* PROBLEM DETAILS: From the passage on the album Nightmare Tripping, list every act named as an influence on the album.
### PASSAGE SHOWN
Many of the album's lyrics draw from personal experiences of the band members, with Damiani stating, "sometimes life is just ups and downs". Whilst appearing defeatist, Rock Sound's Maddy Howell notes that that statement also shows bravery in admitting to hurt, which was a core mindset of the album. He explained:

"In terms of our personal lives, these have been the darkest few years. There are some things you get over quickly, others that might take years, and some that you never get over. This was the first time that we have had to navigate certain losses in our lives, and we had to work out how to navigate that not only as individual human beings but as a band. You should try not to lose hope, but sometimes trying to find a positive angle is not the right thing. You just need to live with that situation and with the feelings that you're going through".

Lyrically, Nightmare Tripping deals with a number of emotions, ranging from honesty, acceptance, fear of admitting struggle, loving someone "through their darkest moments", anger, and nostalgia.

As with their previous release, Amazing Things, the band wanted their next album to sound heavier than the last, and have cited a number of influences such as Limp Bizkit, System of a Down, Deftones, Rage Against the Machine, Korn, and Nickelback. The band aimed to champion a blend of genres such as nu-metal and electronic, while also aiming for a "unified sound". To achieve this, the band worked with longtime producer Dan Lancaster, and also included collaborations with Nickelback and Sam Carter of Architects.

===Songs===
The first single and opening track, "Cellophane", was described as nu-metal, with alt-rock, electronic and metalcore elements, and is themed around "realising you're not as tough as you thought" and self-discovery. Damiani has said that the song is "that acknowledgement that shit's going south". Critics also compared some of the lyrical themes as a response to modern day struggles and uncertainties such as cost of living and "the looming prospect of World War III". The band cited inspiration from bands such as Limp Bizkit and Korn in the song, and stated that these were bands that got them into heavy music. The song's sound has also been compared to that of System of a Down. The band acknowledged the track's position as the opening track for the album as "the start of this journey on an album acknowledging that things maybe aren't as good as they were", going on to say that the rest of the album is "working through that and how you're going to live with that new reality".
######
### DATA LISTING
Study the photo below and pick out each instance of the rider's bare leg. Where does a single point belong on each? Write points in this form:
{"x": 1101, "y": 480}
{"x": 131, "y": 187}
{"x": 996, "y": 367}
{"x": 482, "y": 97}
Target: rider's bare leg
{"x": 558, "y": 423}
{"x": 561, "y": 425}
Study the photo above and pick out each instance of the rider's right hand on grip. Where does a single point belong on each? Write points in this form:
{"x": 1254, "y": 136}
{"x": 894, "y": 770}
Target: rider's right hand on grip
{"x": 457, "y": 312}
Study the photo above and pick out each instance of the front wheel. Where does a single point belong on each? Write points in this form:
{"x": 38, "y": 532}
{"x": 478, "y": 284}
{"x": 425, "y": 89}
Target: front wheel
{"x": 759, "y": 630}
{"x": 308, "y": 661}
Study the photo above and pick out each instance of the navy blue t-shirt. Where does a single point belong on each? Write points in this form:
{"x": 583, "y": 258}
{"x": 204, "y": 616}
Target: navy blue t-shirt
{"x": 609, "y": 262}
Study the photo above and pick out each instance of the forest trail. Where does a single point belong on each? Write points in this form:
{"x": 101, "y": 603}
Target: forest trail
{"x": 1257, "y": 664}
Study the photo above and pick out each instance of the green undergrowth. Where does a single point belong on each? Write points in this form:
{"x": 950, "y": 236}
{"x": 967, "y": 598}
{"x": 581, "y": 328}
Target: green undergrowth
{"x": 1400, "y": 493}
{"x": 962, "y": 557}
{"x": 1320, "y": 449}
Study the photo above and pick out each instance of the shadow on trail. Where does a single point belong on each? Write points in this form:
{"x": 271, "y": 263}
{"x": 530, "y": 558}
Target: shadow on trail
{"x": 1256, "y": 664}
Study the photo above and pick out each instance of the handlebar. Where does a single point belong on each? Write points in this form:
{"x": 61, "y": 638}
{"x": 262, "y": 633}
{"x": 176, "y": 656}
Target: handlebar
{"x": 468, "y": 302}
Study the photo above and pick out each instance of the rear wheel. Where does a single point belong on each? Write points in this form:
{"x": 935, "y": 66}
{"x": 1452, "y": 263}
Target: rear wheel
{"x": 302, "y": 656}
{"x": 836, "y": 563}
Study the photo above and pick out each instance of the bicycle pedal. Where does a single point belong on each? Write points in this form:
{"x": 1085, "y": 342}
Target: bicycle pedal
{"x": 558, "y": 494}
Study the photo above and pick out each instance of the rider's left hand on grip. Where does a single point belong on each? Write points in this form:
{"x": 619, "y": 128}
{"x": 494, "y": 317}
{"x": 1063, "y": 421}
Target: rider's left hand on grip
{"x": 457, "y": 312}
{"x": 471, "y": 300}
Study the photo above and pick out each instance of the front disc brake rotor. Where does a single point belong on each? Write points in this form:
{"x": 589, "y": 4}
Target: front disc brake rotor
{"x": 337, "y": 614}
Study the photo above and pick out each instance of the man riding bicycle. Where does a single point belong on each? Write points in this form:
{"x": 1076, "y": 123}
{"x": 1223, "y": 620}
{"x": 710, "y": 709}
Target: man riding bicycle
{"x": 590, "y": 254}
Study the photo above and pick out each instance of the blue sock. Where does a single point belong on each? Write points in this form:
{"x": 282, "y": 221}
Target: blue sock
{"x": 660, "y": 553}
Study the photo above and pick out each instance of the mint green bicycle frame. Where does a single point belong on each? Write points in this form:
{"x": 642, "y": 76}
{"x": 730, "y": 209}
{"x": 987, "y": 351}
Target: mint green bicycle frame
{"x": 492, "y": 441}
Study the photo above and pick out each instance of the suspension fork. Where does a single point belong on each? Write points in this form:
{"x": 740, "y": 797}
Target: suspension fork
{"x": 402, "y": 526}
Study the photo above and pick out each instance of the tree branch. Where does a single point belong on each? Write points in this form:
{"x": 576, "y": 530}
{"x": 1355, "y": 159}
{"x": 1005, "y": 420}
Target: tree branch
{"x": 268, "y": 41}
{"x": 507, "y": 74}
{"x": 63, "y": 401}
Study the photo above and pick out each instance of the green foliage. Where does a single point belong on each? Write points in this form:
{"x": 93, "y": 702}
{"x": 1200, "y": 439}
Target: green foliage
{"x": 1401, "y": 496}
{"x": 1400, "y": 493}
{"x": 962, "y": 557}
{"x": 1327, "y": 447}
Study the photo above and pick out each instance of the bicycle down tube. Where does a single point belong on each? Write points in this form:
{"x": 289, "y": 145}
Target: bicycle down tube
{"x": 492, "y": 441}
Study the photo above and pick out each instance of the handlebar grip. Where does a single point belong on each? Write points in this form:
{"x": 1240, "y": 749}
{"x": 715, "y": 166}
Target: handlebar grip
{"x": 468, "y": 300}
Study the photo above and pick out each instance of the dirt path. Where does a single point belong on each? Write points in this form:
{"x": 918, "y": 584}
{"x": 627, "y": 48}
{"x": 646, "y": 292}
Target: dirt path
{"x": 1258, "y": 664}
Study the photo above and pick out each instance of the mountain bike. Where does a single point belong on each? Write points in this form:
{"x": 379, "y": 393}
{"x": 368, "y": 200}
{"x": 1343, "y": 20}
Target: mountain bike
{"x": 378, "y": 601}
######
* ANSWER: Limp Bizkit, System of a Down, Deftones, Rage Against the Machine, Korn, Nickelback